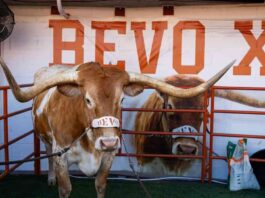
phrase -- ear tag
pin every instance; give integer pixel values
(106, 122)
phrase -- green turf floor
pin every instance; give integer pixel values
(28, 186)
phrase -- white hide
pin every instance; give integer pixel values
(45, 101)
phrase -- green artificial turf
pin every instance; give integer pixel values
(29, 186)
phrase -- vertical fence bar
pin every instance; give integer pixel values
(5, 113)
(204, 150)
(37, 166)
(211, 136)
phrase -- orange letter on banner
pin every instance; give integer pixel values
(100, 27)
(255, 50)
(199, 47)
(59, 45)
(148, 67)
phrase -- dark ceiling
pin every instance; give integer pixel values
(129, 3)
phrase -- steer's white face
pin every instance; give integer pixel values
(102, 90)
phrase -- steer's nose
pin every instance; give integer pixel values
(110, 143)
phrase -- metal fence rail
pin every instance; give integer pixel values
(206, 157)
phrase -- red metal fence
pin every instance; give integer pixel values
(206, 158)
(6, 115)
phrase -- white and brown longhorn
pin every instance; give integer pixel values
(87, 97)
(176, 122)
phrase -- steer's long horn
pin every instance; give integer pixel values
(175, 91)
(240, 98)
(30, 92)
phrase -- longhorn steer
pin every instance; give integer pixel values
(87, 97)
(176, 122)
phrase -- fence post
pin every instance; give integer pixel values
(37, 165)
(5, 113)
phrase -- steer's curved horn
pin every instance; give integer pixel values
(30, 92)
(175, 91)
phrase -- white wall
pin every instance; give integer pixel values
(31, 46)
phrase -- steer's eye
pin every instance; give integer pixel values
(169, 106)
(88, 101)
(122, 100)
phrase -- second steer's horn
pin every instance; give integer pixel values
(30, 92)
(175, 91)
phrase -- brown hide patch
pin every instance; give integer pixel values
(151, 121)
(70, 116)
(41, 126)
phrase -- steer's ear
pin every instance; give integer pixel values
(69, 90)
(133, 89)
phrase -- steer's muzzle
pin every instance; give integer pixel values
--- --- ---
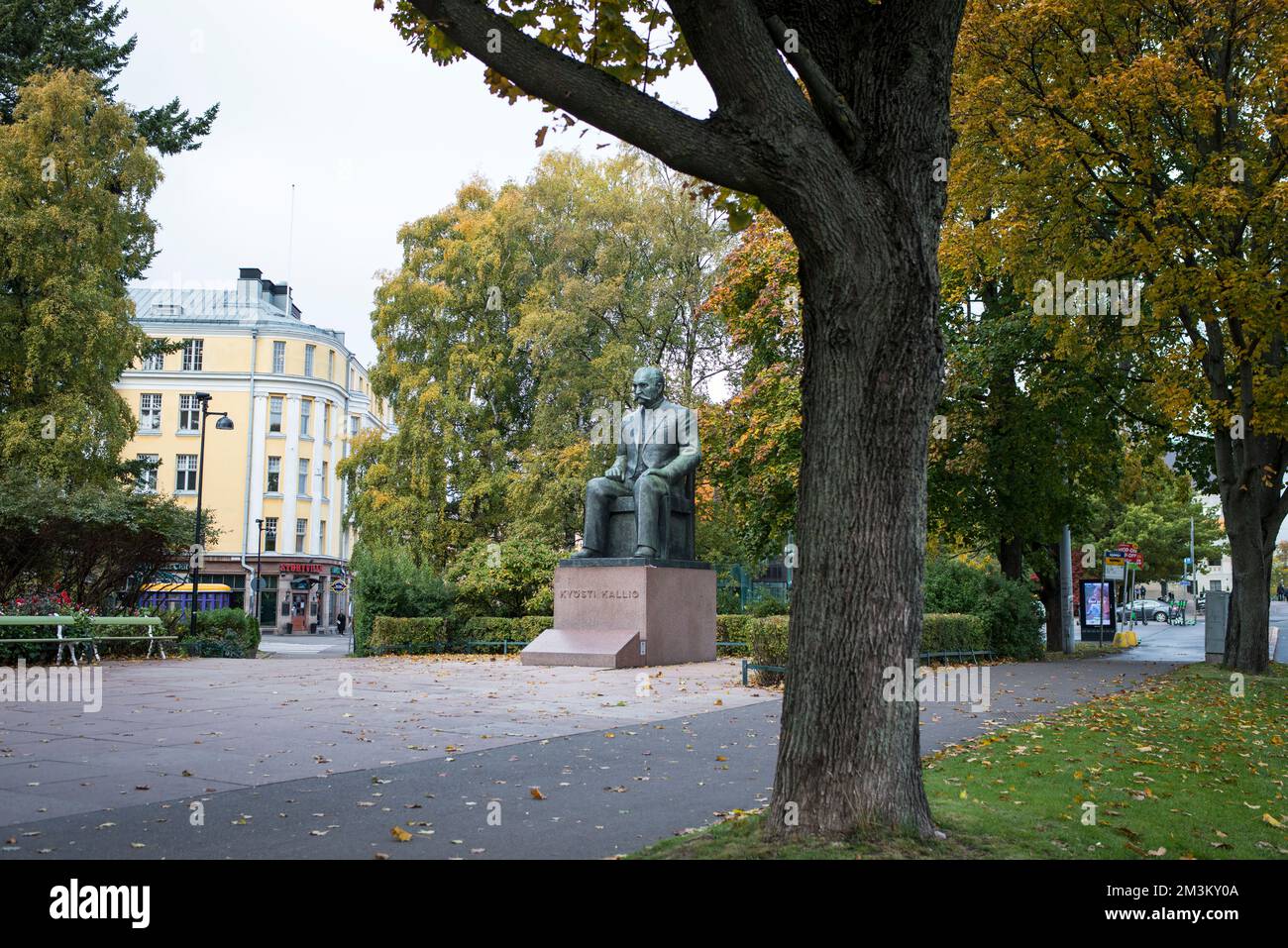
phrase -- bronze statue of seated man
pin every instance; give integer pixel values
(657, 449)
--- --- ---
How many lines in the material above contain the string "brown"? Reply with the number alone.

2